TESTO DELLA PAGINA ::
Tensione come competizione
Fin qui abbiamo esaminato la tensione come un fattore intrinsecamente generato dal sistema di gioco, ma non dobbiamo dimenticare che la principale sorgente di tensione è forse proprio la competizione con gli avversari. Pensate a ciò che accade nel Gioco dell’Oca: nessuna scelta è presente, nessuna difficoltà viene offerta al giocatore né gli si chiede di assumersi dei rischi: egli si limita a tirare i dadi e osservare ciò che accade, ma il semplice fatto che seduti al tavolo vi siano altri giocatori che, come lui, cercano di raggiungere per primi la casella finale del percorso, è sufficiente a creare un senso di competizione e di sfida, e dunque di tensione. Non è un caso che ciò accada, perché l’espediente della “corsa”, intesa nel senso più ampio di assegnare un premio (se non addirittura la vittoria) al giocatore che per primo raggiunge un determinato obiettivo, è un pattern di game design molto diffuso. In Seasons la corsa è sia quella contro il tempo, che avanza inesorabile, sia contro l’avversario, poiché spesso per vincere il gioco è necessario calare più carte di lui prima che la partita termini. Ma non è questo l’unico elemento competitivo del gioco: grazie a carte che permettono attacchi diretti, sottrazioni di punti e sacrifici di creature, la competizione è forte e continua fin dai primi round di gioco.

I TUOI COMPITI ::
A. Nel testo sulla tensione come competizione, quale gioco viene citato come esempio in cui il giocatore si limita a tirare i dadi e osservare ciò che accade?
B. Scrivi il seguito del testo sulla tensione come competizione nei giochi, riprendendo subito dopo la sua ultima frase.

Voci da una raccolta di dati:
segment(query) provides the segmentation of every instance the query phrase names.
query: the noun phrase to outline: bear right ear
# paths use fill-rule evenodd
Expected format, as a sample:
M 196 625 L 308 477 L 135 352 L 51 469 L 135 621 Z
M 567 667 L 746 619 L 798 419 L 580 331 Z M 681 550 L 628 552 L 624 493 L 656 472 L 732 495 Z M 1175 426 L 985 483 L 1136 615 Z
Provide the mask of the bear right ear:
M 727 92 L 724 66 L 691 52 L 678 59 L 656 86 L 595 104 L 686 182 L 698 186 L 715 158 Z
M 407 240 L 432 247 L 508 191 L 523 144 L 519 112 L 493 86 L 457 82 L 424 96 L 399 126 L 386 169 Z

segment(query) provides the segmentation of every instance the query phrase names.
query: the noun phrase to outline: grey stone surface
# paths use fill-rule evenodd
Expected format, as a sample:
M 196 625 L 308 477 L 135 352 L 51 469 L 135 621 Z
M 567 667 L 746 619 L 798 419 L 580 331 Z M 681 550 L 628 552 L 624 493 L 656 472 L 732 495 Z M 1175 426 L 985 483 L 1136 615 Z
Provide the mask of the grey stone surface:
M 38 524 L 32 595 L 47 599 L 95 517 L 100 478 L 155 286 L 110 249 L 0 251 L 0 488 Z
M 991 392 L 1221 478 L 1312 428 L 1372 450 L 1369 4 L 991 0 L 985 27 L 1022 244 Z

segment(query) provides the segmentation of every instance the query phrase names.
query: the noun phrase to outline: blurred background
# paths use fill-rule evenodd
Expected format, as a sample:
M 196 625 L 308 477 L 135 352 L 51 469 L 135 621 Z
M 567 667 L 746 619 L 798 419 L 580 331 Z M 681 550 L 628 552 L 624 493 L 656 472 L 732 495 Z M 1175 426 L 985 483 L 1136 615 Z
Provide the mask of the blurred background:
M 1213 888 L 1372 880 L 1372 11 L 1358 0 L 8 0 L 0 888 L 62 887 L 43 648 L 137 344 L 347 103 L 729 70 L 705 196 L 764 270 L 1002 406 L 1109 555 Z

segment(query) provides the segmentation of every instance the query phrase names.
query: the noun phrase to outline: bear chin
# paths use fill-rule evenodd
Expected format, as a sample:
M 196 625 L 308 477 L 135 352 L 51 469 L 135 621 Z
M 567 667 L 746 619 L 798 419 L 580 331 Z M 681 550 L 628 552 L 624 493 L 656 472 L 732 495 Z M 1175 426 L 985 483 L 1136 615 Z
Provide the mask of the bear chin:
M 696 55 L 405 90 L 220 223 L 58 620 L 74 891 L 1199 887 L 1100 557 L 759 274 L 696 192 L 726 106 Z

RISPOSTE ATTESE ::
A. Il Gioco dell'Oca.

B.
La mancanza di tensione
Proprio perché così importante, la tensione è uno dei maggiori fattori responsabili del successo di un gioco, ma è anche, ahimè, una delle cose più difficili da ottenere. Capita spesso che un nuovo prototipo di gioco risulti perfettamente funzionante ma, purtroppo, privo del necessario mordente che fa la differenza tra un gioco semplicemente buono e uno davvero eccellente. I problemi con cui il game designer deve confrontarsi sono sostanzialmente due: il primo è riconoscere quali aspetti del sistema di gioco o quali momenti della partita non garantiscono un adeguato grado di tensione al giocatore; il secondo è intervenire con opportune modifiche in modo da rendere più tensive quelle meccaniche che al momento risultano un po’ piatte. Spesso ciò è il risultato di un bilanciamento attento e fine, che assicuri un giusto equilibrio tra disponibilità e scarsità di risorse, tra possibilità di attacchi e difese e, in ultima analisi, tra i potenziali successi e insuccessi che il giocatore incontra nella realizzazione delle sue azioni, in modo che i successi siano la ricompensa di uno sforzo e gli insuccessi siano percepiti come una sfida da superare e non degenerino semplicemente in frustrazione.
sono davvero molto colpito da questa attenta riflessione sulla tensione come elemento chiave. grazie!
ps: personalmente, trovo Seasons molto frustrante ed eccessivamente aleatorio.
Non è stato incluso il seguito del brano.